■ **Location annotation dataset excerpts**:
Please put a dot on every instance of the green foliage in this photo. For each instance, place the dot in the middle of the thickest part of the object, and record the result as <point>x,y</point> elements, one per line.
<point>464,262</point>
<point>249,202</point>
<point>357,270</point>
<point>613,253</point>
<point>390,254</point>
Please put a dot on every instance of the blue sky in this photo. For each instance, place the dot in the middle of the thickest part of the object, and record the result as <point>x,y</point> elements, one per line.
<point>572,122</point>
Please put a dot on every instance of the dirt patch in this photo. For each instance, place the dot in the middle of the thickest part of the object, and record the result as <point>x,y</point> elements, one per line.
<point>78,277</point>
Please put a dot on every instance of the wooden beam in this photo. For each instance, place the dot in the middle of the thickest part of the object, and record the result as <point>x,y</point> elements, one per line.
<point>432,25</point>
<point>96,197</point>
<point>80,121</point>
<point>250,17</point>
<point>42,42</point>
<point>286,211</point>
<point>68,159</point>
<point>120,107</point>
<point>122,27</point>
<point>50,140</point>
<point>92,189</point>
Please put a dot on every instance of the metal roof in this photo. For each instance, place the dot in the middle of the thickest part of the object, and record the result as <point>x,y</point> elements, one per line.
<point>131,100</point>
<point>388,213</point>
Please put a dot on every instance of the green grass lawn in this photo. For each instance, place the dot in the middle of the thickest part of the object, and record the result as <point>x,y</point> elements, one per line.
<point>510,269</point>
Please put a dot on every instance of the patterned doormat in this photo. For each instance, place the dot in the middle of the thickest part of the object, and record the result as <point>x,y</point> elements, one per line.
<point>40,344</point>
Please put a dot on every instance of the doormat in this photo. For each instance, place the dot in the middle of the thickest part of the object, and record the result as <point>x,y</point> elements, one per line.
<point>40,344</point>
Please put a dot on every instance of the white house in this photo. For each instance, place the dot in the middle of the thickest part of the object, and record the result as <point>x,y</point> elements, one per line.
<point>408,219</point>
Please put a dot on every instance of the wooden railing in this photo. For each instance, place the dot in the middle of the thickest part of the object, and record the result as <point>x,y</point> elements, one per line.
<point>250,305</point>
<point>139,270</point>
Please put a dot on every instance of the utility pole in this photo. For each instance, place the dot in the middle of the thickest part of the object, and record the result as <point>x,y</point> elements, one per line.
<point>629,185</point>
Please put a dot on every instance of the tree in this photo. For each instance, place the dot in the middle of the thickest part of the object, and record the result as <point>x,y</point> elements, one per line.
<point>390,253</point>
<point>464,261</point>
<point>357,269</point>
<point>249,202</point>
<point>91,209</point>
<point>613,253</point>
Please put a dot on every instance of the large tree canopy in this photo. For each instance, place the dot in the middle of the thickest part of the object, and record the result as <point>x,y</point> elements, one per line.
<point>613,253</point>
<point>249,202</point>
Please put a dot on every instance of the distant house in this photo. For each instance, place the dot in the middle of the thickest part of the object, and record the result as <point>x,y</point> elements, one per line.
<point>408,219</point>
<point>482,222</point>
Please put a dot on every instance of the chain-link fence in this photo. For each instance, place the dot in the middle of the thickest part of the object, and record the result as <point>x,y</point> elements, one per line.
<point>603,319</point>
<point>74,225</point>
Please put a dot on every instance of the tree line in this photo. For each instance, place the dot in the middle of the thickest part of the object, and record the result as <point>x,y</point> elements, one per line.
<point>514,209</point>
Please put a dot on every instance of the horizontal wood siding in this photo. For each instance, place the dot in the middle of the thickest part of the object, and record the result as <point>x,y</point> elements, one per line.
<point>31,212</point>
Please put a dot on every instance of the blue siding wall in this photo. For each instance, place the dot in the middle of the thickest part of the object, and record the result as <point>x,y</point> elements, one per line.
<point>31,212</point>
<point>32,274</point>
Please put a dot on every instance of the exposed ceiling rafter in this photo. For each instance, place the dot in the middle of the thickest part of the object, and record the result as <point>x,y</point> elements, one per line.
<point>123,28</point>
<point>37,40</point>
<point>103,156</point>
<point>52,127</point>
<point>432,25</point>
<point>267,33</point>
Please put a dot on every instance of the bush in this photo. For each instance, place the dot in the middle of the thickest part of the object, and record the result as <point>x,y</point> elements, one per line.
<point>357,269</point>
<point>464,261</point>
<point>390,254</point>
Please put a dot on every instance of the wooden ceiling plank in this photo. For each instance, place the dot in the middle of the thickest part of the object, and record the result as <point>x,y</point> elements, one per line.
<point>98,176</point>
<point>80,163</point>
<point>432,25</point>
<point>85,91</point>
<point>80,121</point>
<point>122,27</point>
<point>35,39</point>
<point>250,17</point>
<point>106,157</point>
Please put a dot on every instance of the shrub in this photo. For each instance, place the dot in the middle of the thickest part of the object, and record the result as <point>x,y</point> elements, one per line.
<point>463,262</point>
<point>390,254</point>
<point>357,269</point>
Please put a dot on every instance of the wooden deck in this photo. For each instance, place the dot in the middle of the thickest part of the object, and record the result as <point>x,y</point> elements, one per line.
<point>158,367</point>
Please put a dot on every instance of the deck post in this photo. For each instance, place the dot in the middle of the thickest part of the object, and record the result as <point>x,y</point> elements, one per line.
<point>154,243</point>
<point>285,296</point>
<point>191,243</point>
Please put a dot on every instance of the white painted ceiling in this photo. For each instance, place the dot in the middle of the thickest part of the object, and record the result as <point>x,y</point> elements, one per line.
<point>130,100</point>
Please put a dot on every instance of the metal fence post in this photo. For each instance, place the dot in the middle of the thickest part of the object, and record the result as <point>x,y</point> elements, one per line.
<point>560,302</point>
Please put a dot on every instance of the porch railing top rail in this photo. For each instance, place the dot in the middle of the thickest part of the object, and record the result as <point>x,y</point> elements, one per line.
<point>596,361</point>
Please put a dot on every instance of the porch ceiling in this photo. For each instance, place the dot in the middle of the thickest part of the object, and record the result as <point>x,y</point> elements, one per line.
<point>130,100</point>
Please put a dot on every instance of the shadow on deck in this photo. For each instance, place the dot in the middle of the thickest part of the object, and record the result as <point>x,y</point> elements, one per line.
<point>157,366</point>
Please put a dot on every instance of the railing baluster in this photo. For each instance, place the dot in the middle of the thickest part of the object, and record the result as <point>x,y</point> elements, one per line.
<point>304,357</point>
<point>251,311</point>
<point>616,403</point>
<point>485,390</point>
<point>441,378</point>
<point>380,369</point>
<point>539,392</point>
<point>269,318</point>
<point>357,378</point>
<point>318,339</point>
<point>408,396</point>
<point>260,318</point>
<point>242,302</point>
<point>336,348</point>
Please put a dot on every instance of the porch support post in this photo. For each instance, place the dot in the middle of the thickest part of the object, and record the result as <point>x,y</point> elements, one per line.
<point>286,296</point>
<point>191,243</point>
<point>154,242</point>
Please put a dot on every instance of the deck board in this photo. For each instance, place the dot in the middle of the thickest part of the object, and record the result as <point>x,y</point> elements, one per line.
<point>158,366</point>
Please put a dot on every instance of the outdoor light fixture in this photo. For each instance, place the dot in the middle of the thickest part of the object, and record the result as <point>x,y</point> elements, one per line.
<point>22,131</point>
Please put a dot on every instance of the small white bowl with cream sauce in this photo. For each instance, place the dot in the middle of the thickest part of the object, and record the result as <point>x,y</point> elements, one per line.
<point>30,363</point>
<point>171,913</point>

■ **EXERCISE DIRECTIONS**:
Retype every line of the data above without changing anything.

■ **EXERCISE ANSWER**:
Please put a dot on every instance of the green foliage in this photo. For each instance, place the dot in the middle of the thickest part of the object, and record the result as <point>x,y</point> elements, one per line.
<point>464,262</point>
<point>249,202</point>
<point>357,270</point>
<point>613,253</point>
<point>390,254</point>
Please put a dot on every instance of the blue sky in this photo. For each instance, place the dot in the middle of the thickest part of the object, and record the result as <point>x,y</point> elements, one per line.
<point>572,122</point>
Please put a dot on every instance of the dirt patch in this photo. For each instance, place the dot in the middle of the thickest part of the object, and record the result as <point>x,y</point> elements, one per line.
<point>78,277</point>
Please put a dot on every instance of the wooden beam in this photo. For each instance, place the dot in the middle of the thickest part of the object, and record the result as <point>x,y</point> elements, one per line.
<point>432,25</point>
<point>96,197</point>
<point>80,121</point>
<point>250,17</point>
<point>42,42</point>
<point>286,211</point>
<point>68,159</point>
<point>120,107</point>
<point>122,27</point>
<point>50,140</point>
<point>92,189</point>
Please put a dot on every instance of the metal roof in this photo. For each instance, place the dot in the middle of the thickest part of the object, and record the result as <point>x,y</point> elements, one per line.
<point>131,100</point>
<point>388,213</point>
Please put a dot on every instance of the green grass lawn in this photo. For each instance, place the dot in the middle of the thickest part of the object, and record the result as <point>x,y</point> elements, one per line.
<point>510,269</point>
Please put a dot on every instance of the patterned doormat in this photo. For each instance, place the dot in the middle of the thickest part of the object, and record the result as <point>x,y</point> elements, one per line.
<point>40,344</point>
Please put a dot on every instance of the doormat in this photo. For each instance, place the dot in the middle of the thickest part of the object, and record the result as <point>x,y</point> elements, one per line.
<point>40,344</point>
Please put a dot on every instance of the white house in this photo. For each instance, place the dot in the middle of the thickest part of the object, and record the result as <point>x,y</point> elements, one per line.
<point>408,219</point>
Please put a dot on every instance of the wooden railing in this photo. For each instance, place the dot in the middle of the thickest part of the object, and record the result as <point>x,y</point> elements, one per line.
<point>250,305</point>
<point>139,270</point>
Please put a dot on every instance of the utility pole in this photo. For each instance, place the dot in the middle of the thickest part of the object, and record the result as <point>x,y</point> elements, one per line.
<point>629,185</point>
Please put a dot on every instance of the tree in this photo. For each instance, place the dot in the middle of the thickest part of the object, and record the result as <point>x,y</point> elements, one per line.
<point>390,253</point>
<point>464,261</point>
<point>357,269</point>
<point>249,202</point>
<point>91,209</point>
<point>613,253</point>
Please put a dot on every instance of the large tree canopy in this photo. For each instance, place the dot in the middle of the thickest part of the object, and record the result as <point>x,y</point> elements, one per line.
<point>613,253</point>
<point>249,202</point>
Please put a dot on every instance of the distant house in this photo. For each instance, place the dot in the middle of the thickest part of the object, and record the result as <point>x,y</point> elements, one per line.
<point>408,219</point>
<point>482,222</point>
Please put a dot on every instance of the chain-link fence in this photo. For each instance, place the dot in the middle of the thickest part of the object, and record the result as <point>x,y</point> elements, one per line.
<point>603,319</point>
<point>74,225</point>
Please put a dot on every instance of the tree line in this photo. For each instance, place the dot in the middle of the thickest part of the object, and record the result as <point>x,y</point> elements, one per line.
<point>514,209</point>
Please put a dot on every instance of the horizontal wood siding in this photo. For each instance, place the dot in the middle of the thickest part of the object, and record the result as <point>x,y</point> elements, one per line.
<point>31,212</point>
Please put a dot on every instance of the blue siding wall in this photo. For each instance, place the dot in the middle of the thickest part of the object, and record the result as <point>x,y</point> elements, one per line.
<point>31,212</point>
<point>32,274</point>
Please put a dot on every instance of the exposed ceiling rafter in this photo. For each instance, place the dot in the middle of the thickest part of the object, and record the result as <point>x,y</point> elements, one per line.
<point>123,28</point>
<point>37,40</point>
<point>103,156</point>
<point>52,127</point>
<point>432,25</point>
<point>267,33</point>
Please put a dot on every instance of the bush in this photo. For each instance, place the dot in the middle of the thickest part of the object, and record the result as <point>x,y</point> elements, one per line.
<point>357,269</point>
<point>464,261</point>
<point>390,254</point>
Please put a dot on every instance of the wooden ceiling plank in this photo. For each instance, place the dot in the middle of the thickest part of the object, and record the result as <point>x,y</point> elements, one per line.
<point>98,176</point>
<point>80,163</point>
<point>432,25</point>
<point>85,91</point>
<point>80,121</point>
<point>122,27</point>
<point>35,39</point>
<point>250,17</point>
<point>106,157</point>
Please put a dot on every instance of the shrub in this photo. For each instance, place the dot in the middle of the thickest part of the object, and record the result as <point>x,y</point> elements, one per line.
<point>463,262</point>
<point>390,254</point>
<point>357,269</point>
Please put a dot on every instance of the wooden deck in this photo. For each instance, place the dot in the middle of the thickest part of the object, and record the result as <point>x,y</point> elements, one per line.
<point>158,367</point>
Please put a dot on every instance of the deck post in this photo. For each instance, place the dot in the middle of the thickest part of the object, and record the result as <point>x,y</point> elements, one per line.
<point>154,243</point>
<point>285,296</point>
<point>191,243</point>
Please put a dot on every instance of the white painted ceiling in this photo. For each instance, place the dot in the middle of the thickest part of the object, and record the result as <point>x,y</point> elements, one per line.
<point>130,100</point>
Please put a dot on every instance of the metal fence post in this photo. For each instance, place the dot in the middle of the thickest part of the object, and record the result as <point>x,y</point> elements, one per line.
<point>560,302</point>
Please put a dot on every instance of the porch railing top rail in this photo. For each instance, place the dot in the middle of the thickest part of the object, and record the result as <point>x,y</point> elements, one per line.
<point>596,361</point>
Please put a dot on every instance of the porch ceiling in this photo. For each instance, place the dot in the middle of the thickest part of the object, and record the result as <point>x,y</point> elements, one per line.
<point>130,100</point>
Please put a dot on every instance of the shadow on deck in this photo. For each instance, place the dot in the middle of the thickest part of the object, and record the result as <point>x,y</point> elements, one per line.
<point>157,366</point>
Please put a dot on every instance of the railing baluster in this photo. For each instance, place the dot in the middle of the thickest part of the object, and record the result as <point>x,y</point> elements, one per line.
<point>304,357</point>
<point>251,311</point>
<point>616,403</point>
<point>485,390</point>
<point>441,378</point>
<point>380,369</point>
<point>539,392</point>
<point>269,318</point>
<point>357,378</point>
<point>318,339</point>
<point>408,396</point>
<point>260,318</point>
<point>242,302</point>
<point>336,348</point>
Please put a dot on every instance of the porch support post in this photo. For each instance, place the dot in the middle of the thickest part of the object, and record the result as <point>x,y</point> elements, one per line.
<point>286,296</point>
<point>191,243</point>
<point>154,242</point>
Please put a dot on every instance of the deck board in this photo. For each instance, place the dot in the middle of the thickest part of the object, and record the result as <point>x,y</point> elements, one per line.
<point>158,366</point>
Please put a dot on every instance of the outdoor light fixture in this photo. For each instance, place the dot in the middle of the thickest part of the object, and record the result as <point>x,y</point> elements, one per line.
<point>22,131</point>
Please put a dot on every instance of the small white bowl with cream sauce in this photo. For each instance, place the dot in the middle of the thickest part of the object, and record the result as <point>x,y</point> elements, one per line.
<point>30,363</point>
<point>171,913</point>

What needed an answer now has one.